Image point grounding data
- Opening Delimiter -

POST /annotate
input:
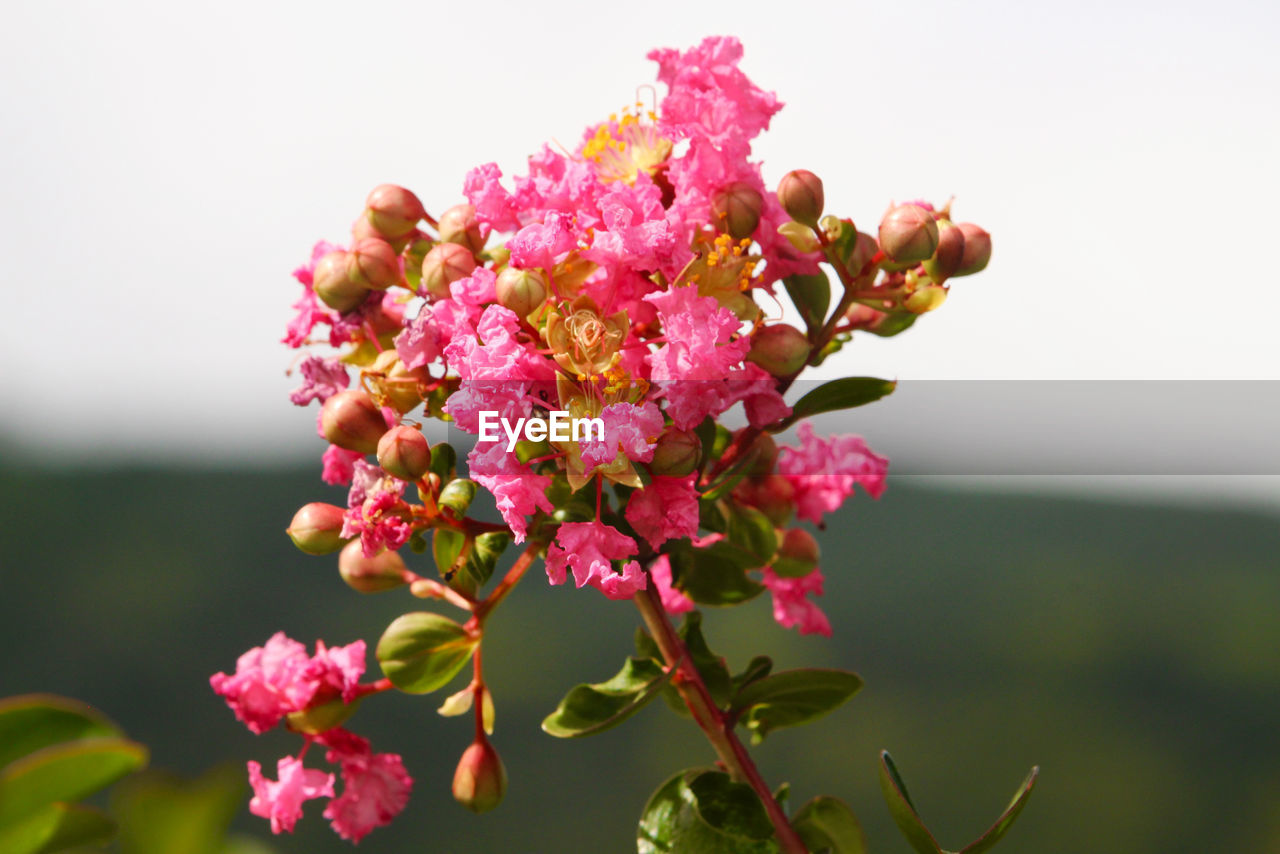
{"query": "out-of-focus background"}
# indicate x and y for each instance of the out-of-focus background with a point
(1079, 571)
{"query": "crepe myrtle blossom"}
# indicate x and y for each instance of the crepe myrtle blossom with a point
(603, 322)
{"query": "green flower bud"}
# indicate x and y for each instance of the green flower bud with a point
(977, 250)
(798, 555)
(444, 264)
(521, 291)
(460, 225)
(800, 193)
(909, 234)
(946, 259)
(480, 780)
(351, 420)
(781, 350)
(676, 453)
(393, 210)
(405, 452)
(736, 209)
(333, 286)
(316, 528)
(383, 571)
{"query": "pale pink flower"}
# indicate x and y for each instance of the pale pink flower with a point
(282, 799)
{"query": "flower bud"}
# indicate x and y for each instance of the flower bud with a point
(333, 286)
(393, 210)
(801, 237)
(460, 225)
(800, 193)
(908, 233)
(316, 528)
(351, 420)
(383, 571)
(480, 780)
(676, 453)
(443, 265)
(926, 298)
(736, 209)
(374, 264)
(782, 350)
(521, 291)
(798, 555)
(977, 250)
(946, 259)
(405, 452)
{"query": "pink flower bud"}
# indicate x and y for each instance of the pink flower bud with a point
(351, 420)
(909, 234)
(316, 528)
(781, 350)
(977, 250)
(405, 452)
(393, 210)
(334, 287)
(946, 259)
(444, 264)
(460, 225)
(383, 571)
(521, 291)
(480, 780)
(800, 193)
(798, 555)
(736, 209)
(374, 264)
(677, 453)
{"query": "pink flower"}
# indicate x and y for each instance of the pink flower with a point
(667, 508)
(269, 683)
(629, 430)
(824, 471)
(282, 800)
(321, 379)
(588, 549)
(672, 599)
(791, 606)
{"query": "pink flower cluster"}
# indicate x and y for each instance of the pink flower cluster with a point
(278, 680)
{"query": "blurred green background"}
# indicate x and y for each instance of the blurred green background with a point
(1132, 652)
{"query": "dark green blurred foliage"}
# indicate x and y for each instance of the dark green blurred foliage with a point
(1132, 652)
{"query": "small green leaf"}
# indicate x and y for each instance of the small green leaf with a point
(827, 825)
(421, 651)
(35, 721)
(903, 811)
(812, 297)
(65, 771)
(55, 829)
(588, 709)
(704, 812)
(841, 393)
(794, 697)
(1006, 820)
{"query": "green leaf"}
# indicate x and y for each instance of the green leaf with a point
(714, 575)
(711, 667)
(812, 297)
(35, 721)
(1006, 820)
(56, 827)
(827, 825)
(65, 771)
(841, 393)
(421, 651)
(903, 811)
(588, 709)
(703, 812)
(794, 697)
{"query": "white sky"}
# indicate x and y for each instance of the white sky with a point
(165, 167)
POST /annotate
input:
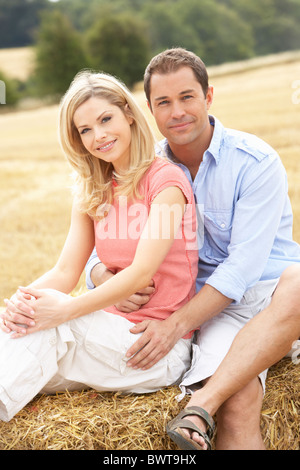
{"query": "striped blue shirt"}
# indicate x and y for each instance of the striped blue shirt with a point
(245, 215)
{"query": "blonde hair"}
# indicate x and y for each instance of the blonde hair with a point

- Closing Delimiter -
- Opening Delimiter -

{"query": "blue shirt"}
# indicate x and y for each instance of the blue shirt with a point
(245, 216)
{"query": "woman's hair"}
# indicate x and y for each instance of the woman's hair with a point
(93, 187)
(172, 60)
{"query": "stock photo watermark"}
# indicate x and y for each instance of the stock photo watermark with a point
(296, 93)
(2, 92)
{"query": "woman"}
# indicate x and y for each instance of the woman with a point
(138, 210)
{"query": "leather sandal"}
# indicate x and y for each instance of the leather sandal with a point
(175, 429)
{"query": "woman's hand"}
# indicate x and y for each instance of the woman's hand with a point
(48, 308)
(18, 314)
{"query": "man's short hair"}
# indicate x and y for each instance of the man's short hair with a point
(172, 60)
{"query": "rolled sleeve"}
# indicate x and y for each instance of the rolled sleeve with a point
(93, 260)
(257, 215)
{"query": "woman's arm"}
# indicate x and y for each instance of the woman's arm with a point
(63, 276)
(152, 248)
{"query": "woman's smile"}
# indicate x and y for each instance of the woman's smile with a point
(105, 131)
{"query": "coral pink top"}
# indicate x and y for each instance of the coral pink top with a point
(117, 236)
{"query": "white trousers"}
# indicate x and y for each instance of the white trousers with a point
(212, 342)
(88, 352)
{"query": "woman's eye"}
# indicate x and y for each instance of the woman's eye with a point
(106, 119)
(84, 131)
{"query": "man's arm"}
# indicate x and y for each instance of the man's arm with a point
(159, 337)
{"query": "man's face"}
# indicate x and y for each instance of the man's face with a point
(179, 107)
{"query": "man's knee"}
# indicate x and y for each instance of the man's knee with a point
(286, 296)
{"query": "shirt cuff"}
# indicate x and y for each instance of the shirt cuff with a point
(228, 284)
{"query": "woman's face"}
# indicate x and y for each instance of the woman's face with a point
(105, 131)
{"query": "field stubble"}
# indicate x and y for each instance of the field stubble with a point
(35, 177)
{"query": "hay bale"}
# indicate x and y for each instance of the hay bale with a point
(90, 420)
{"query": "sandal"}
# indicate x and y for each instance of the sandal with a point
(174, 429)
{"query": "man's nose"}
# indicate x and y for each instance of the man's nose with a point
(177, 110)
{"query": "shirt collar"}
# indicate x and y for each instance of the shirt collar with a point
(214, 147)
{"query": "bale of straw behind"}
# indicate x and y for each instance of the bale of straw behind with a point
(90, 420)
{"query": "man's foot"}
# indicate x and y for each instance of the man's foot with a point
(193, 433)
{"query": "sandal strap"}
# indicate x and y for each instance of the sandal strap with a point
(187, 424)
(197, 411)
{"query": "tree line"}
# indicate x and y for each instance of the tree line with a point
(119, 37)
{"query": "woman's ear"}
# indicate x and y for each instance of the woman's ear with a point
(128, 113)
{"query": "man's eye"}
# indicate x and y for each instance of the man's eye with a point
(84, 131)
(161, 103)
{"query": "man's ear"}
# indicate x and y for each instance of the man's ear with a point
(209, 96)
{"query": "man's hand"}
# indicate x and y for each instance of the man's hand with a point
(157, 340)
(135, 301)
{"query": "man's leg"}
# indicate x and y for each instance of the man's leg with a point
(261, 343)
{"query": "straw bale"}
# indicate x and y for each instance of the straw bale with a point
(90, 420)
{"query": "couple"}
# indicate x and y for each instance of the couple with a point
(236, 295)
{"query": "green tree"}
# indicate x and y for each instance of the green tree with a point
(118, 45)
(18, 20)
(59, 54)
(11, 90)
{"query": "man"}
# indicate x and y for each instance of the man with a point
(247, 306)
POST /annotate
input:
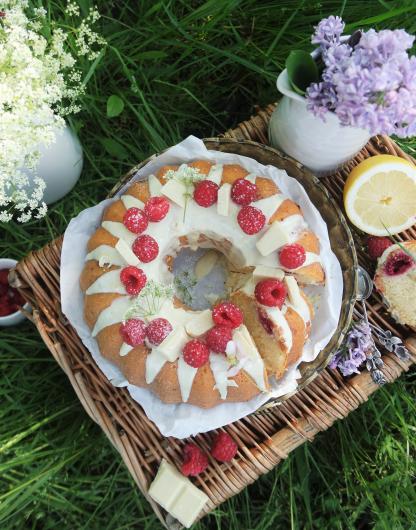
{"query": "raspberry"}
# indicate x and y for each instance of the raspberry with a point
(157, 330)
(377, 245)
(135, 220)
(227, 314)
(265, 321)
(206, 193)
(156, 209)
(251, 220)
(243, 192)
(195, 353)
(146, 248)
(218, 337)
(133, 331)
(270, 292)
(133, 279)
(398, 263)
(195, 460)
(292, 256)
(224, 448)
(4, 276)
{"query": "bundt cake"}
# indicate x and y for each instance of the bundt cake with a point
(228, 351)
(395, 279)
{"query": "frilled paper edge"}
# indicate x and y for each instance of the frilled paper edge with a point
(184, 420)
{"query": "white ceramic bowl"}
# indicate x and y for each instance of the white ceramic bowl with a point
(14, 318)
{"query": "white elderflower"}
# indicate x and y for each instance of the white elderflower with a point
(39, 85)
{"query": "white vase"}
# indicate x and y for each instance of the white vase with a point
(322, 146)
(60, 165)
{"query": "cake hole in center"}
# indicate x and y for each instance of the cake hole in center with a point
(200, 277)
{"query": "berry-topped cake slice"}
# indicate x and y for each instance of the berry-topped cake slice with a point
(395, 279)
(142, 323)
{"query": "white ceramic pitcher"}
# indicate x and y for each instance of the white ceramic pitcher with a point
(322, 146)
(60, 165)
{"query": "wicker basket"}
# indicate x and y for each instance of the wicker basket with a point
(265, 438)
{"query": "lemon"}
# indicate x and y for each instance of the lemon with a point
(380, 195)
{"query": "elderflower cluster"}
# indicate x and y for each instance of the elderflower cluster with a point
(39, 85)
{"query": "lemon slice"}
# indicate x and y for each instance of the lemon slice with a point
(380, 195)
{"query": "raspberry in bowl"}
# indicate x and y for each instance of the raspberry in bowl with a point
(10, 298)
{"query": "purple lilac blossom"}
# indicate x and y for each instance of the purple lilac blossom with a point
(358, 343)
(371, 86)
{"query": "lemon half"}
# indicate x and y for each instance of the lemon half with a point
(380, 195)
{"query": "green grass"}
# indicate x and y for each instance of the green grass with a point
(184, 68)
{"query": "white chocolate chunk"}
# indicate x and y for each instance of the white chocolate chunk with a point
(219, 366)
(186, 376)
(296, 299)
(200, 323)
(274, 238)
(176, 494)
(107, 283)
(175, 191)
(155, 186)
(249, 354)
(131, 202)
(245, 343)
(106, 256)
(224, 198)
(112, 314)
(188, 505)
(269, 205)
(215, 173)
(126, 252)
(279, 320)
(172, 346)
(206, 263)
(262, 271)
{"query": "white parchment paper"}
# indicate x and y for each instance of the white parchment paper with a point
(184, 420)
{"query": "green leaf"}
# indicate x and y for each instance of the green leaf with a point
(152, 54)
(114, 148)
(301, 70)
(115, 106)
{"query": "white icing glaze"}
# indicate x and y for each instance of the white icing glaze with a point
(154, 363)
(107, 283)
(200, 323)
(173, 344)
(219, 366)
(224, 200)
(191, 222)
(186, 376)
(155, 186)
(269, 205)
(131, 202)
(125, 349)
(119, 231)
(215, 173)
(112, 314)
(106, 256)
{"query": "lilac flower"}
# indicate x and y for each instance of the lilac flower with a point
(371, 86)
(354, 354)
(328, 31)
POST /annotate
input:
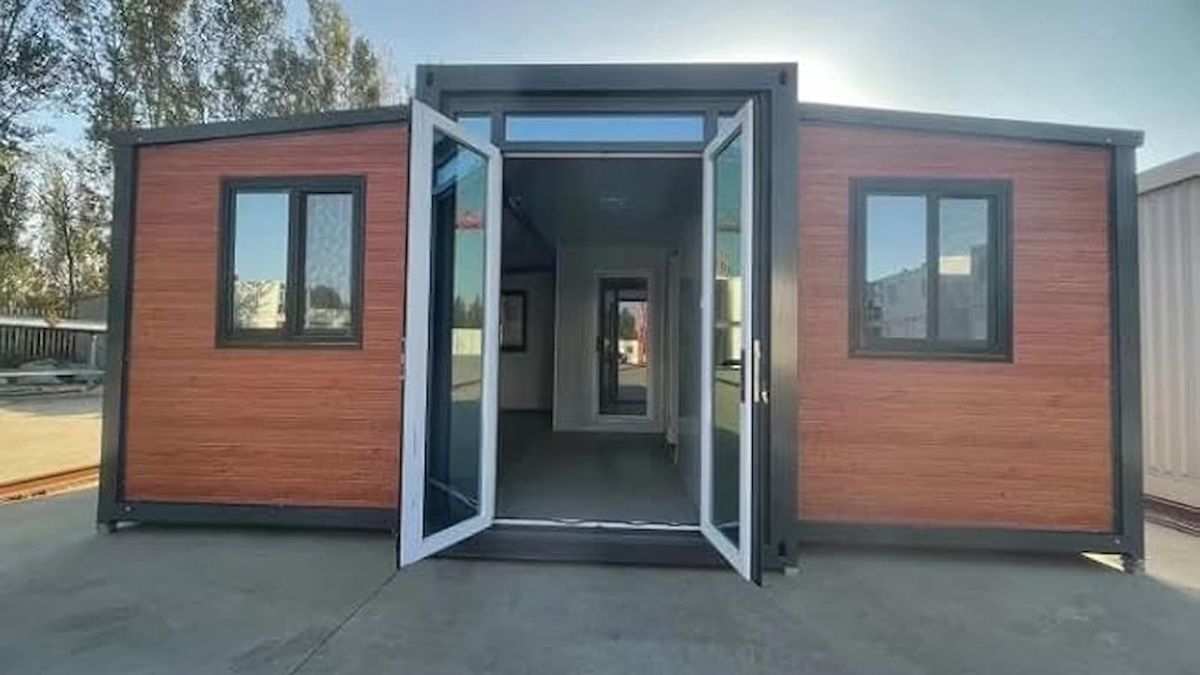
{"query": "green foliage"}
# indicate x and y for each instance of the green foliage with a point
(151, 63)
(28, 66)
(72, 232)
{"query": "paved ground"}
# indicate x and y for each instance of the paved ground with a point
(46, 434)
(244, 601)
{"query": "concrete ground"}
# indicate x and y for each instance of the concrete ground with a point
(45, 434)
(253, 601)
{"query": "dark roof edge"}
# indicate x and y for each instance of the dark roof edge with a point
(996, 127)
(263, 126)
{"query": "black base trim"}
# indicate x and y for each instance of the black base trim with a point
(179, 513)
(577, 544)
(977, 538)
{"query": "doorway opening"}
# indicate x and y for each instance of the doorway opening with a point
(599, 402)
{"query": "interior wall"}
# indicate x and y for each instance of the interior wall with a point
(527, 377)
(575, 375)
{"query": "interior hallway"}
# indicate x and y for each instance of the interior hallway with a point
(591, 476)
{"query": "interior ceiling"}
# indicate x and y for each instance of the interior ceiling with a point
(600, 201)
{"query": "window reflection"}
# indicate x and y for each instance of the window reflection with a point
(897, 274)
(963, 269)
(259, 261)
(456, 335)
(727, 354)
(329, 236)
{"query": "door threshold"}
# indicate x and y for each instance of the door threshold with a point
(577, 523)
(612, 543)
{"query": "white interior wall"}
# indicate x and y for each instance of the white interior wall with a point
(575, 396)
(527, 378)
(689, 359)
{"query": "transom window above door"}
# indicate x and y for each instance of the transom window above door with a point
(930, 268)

- Closing Delimiter -
- Opening Delimiter -

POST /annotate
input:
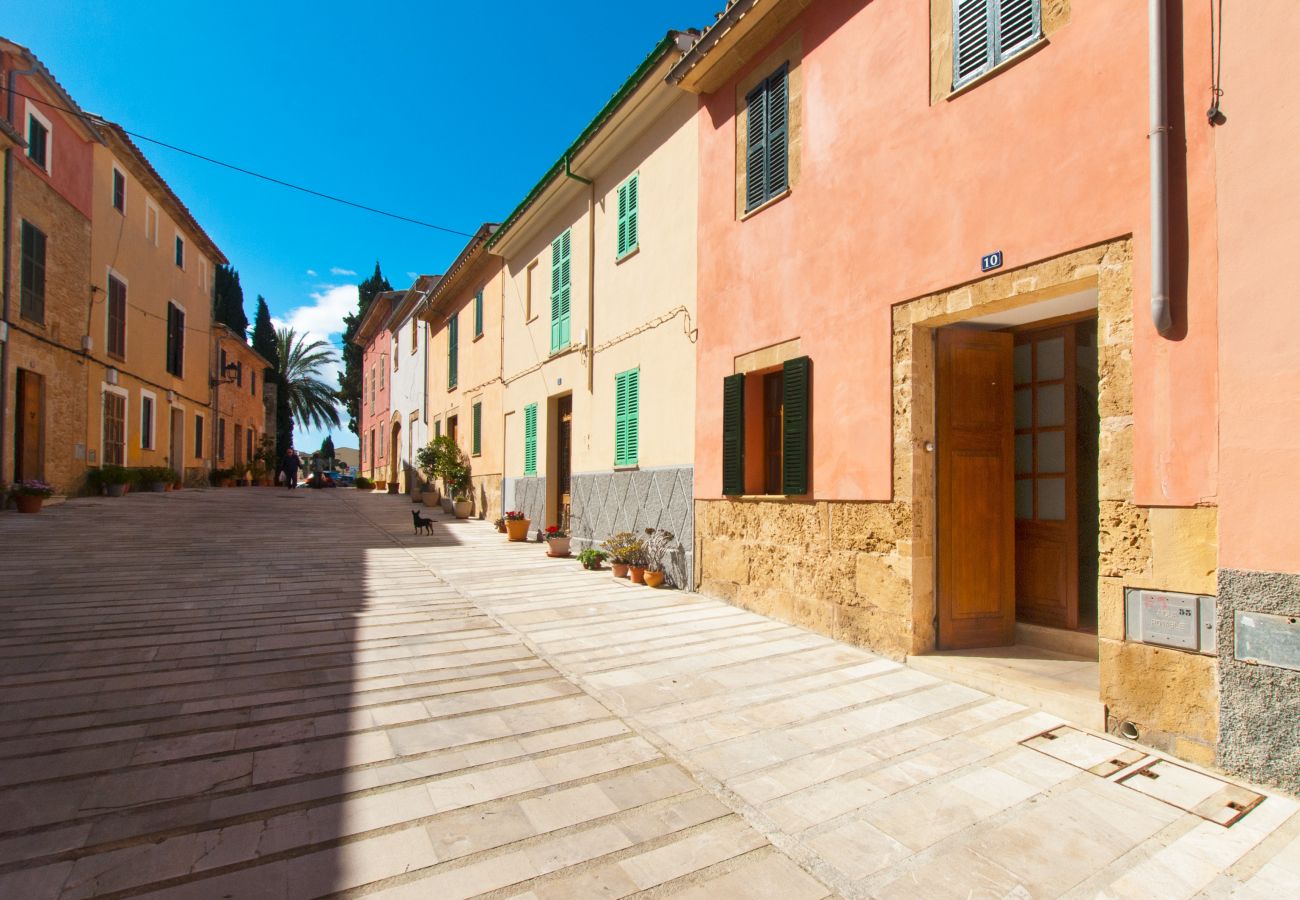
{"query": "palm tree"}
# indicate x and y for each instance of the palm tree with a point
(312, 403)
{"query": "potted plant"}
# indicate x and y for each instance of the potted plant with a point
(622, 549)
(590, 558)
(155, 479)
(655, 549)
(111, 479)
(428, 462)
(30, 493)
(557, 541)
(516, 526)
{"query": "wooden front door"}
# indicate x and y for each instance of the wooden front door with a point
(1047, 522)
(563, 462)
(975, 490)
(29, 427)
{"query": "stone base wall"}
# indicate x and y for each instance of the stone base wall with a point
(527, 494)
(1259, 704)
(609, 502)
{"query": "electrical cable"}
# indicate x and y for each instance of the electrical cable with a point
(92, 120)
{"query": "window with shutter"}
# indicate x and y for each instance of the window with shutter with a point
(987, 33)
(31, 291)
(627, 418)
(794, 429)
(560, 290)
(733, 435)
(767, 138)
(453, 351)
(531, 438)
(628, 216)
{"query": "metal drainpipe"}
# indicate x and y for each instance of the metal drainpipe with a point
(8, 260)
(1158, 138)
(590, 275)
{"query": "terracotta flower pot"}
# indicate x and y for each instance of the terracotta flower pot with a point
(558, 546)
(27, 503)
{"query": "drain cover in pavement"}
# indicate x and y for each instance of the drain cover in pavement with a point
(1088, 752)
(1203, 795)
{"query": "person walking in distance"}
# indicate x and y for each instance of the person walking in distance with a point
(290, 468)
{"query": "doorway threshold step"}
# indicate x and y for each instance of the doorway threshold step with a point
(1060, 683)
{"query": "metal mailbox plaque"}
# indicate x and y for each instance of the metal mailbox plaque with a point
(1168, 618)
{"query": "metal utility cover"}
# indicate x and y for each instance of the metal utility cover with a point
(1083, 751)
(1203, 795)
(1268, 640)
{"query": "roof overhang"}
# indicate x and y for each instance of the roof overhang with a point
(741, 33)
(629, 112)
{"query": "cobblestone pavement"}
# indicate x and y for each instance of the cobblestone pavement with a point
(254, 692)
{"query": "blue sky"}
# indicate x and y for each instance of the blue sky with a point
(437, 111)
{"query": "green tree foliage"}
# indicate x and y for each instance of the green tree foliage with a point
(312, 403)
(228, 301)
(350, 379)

- Closing Delimiter -

EXERCISE:
Find how many lines of the entries include the word "blonde". The number is the entire reply.

SOLUTION TO THE EXERCISE:
2